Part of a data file
§ §
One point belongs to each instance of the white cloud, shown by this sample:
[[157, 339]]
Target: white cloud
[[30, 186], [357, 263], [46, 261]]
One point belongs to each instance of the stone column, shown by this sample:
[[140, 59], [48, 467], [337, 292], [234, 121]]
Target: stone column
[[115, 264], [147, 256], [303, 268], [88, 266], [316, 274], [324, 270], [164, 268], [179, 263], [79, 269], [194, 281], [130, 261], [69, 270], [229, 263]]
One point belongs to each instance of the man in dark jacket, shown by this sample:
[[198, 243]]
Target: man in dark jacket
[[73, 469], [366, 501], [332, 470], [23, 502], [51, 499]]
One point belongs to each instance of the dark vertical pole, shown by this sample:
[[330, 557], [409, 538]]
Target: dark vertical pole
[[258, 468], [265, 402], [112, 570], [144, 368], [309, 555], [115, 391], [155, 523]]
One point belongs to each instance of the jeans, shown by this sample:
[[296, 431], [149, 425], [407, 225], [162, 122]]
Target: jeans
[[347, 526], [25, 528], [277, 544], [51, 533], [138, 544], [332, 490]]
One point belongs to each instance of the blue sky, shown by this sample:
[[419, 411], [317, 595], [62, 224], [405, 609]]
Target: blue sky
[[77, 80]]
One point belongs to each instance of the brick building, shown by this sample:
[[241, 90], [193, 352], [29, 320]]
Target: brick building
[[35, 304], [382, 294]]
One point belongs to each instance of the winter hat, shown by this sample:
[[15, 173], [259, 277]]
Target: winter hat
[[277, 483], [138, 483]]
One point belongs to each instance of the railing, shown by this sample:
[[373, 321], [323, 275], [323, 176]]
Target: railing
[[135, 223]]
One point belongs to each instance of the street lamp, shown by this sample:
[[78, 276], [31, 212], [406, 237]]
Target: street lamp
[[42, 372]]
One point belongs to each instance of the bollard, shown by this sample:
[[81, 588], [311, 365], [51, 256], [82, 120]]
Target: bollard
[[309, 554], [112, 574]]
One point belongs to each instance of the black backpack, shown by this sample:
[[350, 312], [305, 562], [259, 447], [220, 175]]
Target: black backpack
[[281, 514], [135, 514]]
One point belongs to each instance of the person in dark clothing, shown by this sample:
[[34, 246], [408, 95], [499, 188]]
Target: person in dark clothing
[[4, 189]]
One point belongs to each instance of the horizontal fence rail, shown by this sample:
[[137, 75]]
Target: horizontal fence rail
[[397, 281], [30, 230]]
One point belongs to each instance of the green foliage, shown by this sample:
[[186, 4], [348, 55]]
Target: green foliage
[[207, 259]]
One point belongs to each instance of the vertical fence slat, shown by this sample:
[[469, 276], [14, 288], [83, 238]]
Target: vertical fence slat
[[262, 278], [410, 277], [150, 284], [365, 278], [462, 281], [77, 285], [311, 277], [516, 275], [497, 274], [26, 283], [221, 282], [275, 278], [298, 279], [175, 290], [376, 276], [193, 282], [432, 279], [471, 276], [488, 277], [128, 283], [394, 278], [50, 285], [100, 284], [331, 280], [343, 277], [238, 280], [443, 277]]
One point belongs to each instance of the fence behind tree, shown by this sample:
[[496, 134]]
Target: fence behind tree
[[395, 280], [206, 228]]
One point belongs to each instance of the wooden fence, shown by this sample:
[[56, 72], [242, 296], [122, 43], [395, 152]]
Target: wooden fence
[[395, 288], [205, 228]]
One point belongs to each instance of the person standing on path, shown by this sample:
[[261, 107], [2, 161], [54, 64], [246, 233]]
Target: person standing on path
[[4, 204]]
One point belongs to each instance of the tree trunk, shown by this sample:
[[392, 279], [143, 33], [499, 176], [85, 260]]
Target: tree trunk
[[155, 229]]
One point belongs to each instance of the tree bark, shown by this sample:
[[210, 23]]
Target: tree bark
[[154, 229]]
§ §
Task statement
Echo every line of the listing above, unchanged.

Result for this exercise
One point belongs to each instance of the white cloud, shown by this sample:
[[157, 339]]
Target: white cloud
[[30, 186], [357, 263], [46, 261]]
One point belongs to each instance of the stone column, shown by this sample:
[[140, 59], [48, 467], [337, 292], [234, 121]]
Target: stone column
[[115, 264], [147, 256], [303, 268], [88, 266], [316, 274], [324, 270], [164, 268], [179, 263], [79, 269], [194, 281], [130, 261], [69, 270], [229, 263]]
One point belongs to each instance of the man in dark jacket, shown by this sample:
[[198, 243]]
Target: man in dark jacket
[[73, 469], [366, 501], [332, 470], [23, 502], [51, 499]]
One point belongs to each instance of the dark vertical pole, shown by this sample:
[[330, 557], [409, 538]]
Target: dark vertical pole
[[258, 468], [265, 402], [112, 570], [144, 368], [309, 555], [115, 391], [155, 523]]
One point belongs to each instance of the jeans, shown by this sample:
[[296, 431], [149, 425], [407, 225], [162, 122]]
Target: jeans
[[347, 526], [25, 528], [277, 544], [51, 533], [138, 544], [332, 490]]
One point belongs to each instance of the blue sky, shown by this sample:
[[419, 411], [317, 595], [62, 224], [405, 609]]
Target: blue sky
[[77, 80]]
One point belongs to each instance of the brick building, shown by this sample:
[[241, 90], [193, 352], [29, 320]]
Target: brick building
[[35, 304], [382, 294]]
One point belongs to each instance of the winter hat, shown by this sample:
[[15, 173], [259, 277]]
Target: winter hat
[[277, 483], [138, 483]]
One point belongs to each instance of the railing, shown by this sample:
[[373, 321], [323, 275], [323, 176]]
Target: railing
[[135, 223]]
One point belongs to each instance of the street lamp, shown by this sample:
[[78, 276], [31, 212], [406, 237]]
Target: street lamp
[[42, 372]]
One point belongs to each instance of the bollard, shown by this sample:
[[81, 588], [311, 365], [51, 256], [82, 120]]
Target: bollard
[[309, 554], [112, 574]]
One point belongs to each instance of the black backpack, shown by this sample:
[[350, 312], [305, 562], [259, 447], [220, 175]]
Target: black backpack
[[281, 514], [135, 514]]
One point belongs to each instance of the person in dark clothing, shown by this sample:
[[34, 246], [408, 95], [499, 188]]
Target: person in dark clothing
[[4, 189]]
One point belongs to each instance of the horizontal fence rail, shown by this sample:
[[137, 75]]
Target: horizontal fence rail
[[397, 281], [30, 230]]
One point belongs to each instance of the green foliage, shown by this sample:
[[186, 4], [348, 55]]
Target: green foliage
[[207, 259]]
One point belongs to each instance of the vertical fence slat, shown by this sample:
[[469, 276], [14, 288], [83, 238]]
Target: vertical fence slat
[[262, 278], [410, 277], [150, 284], [365, 278], [462, 281], [77, 285], [311, 277], [516, 275], [497, 274], [26, 283], [221, 282], [275, 278], [298, 279], [175, 290], [376, 276], [193, 282], [432, 279], [471, 276], [488, 277], [128, 283], [394, 278], [50, 285], [100, 284], [331, 280], [343, 277], [238, 280], [443, 277]]
One point belongs to each instance of the fence behind tree, shown by this sample:
[[496, 134]]
Target: fence behind tree
[[395, 280], [206, 228]]
One point belongs to each instance of the wooden fence, shown by this sample:
[[56, 72], [242, 296], [122, 43], [395, 152]]
Target: wooden fence
[[395, 288], [205, 228]]
One point belongs to each instance of the person standing on path, shown by this sample:
[[261, 107], [2, 161], [54, 64], [246, 233]]
Target: person standing on path
[[4, 204]]
One point belongs to each instance of the tree trunk, shown by this sample:
[[392, 279], [143, 33], [499, 176], [85, 260]]
Target: tree trunk
[[155, 229]]
One point belongs to each instance of the tree bark, shown by this sample:
[[210, 23]]
Target: tree bark
[[154, 229]]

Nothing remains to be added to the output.